[RECORDS FOR THE EXERCISE]

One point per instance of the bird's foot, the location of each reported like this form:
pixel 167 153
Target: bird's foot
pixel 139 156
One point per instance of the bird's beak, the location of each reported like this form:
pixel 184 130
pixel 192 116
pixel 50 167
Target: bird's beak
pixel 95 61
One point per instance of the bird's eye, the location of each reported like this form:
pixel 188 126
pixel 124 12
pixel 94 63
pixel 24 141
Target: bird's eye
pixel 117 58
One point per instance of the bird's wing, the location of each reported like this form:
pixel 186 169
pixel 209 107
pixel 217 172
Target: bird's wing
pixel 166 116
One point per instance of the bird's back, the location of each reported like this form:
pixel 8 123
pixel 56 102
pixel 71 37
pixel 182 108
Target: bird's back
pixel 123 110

[/RECORDS FOR THE EXERCISE]
[RECORDS FOR THE EXERCISE]

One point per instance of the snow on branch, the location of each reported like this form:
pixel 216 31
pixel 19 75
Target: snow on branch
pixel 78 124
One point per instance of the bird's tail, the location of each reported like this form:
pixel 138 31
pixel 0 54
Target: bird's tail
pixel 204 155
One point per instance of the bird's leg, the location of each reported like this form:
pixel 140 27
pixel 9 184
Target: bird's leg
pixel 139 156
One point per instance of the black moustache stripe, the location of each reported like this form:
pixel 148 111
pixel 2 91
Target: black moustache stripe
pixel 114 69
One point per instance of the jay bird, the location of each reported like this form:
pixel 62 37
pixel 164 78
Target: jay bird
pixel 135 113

[/RECORDS FOR THE EXERCISE]

| DIRECTIONS |
For this exercise, output exactly the lines above from the line with "One point per instance of the bird's foot, the" to the line with "pixel 94 63", counting both, and leave out the rest.

| YOUR SOLUTION |
One point per instance of the bird's foot, the location of each reported like this form:
pixel 167 153
Target: bird's foot
pixel 139 156
One point per instance of the bird's beak, the location of each reported like this form:
pixel 184 130
pixel 192 116
pixel 50 167
Target: bird's beak
pixel 95 61
One point per instance of the bird's eye, the location of each reported like this form:
pixel 188 126
pixel 124 12
pixel 94 63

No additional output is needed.